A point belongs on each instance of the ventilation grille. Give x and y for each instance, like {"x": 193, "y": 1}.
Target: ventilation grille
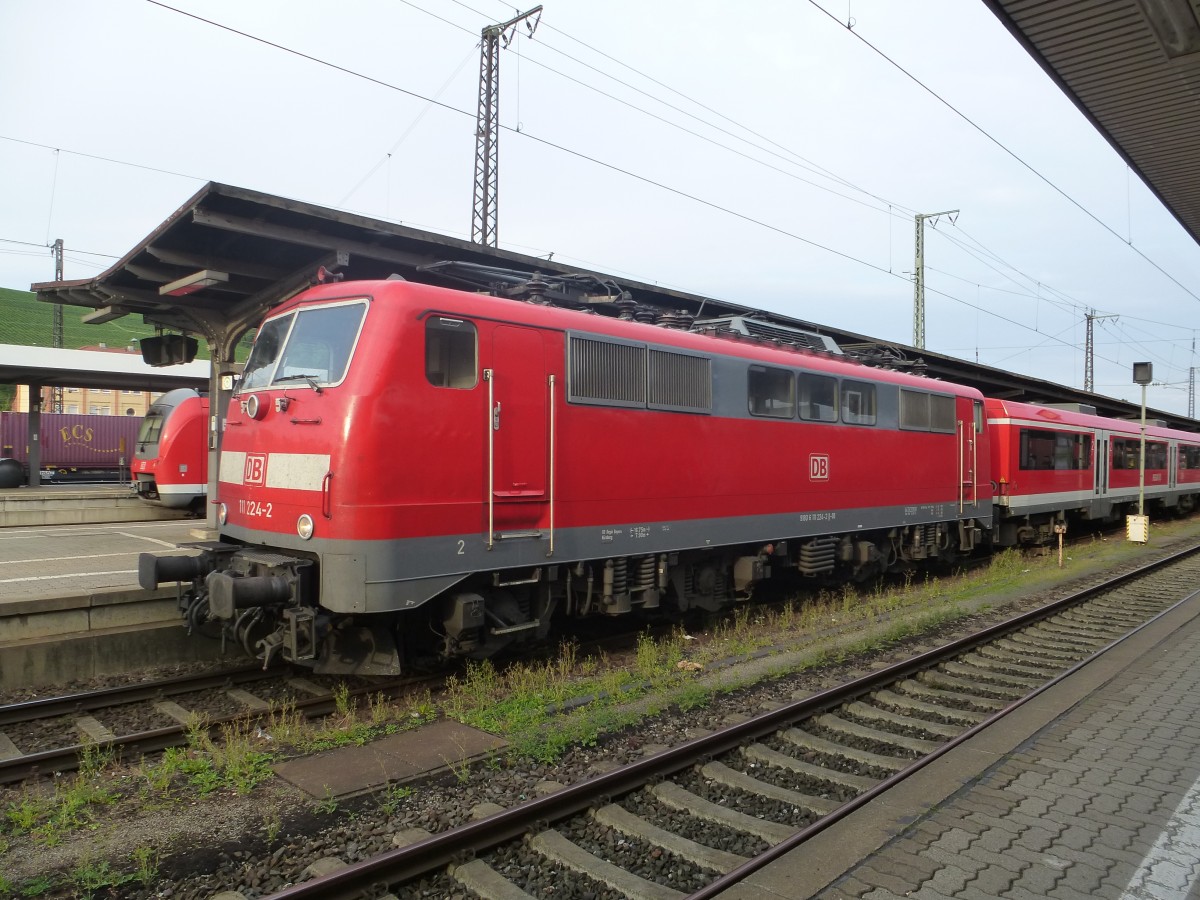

* * *

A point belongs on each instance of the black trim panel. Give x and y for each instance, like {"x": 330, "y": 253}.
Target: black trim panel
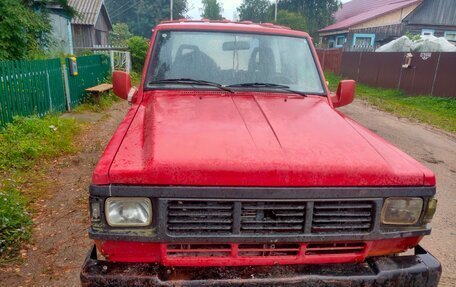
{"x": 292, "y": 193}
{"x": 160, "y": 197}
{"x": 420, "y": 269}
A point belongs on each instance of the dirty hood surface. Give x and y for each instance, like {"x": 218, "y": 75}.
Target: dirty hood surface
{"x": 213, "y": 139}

→ **What is needed**
The answer must consist of every line from the entries above that contains "grille".

→ **Answer for the task**
A point belongs on each instance of the ventilation grille. Give x and y for each instance, like {"x": 193, "y": 1}.
Target: ventilation grille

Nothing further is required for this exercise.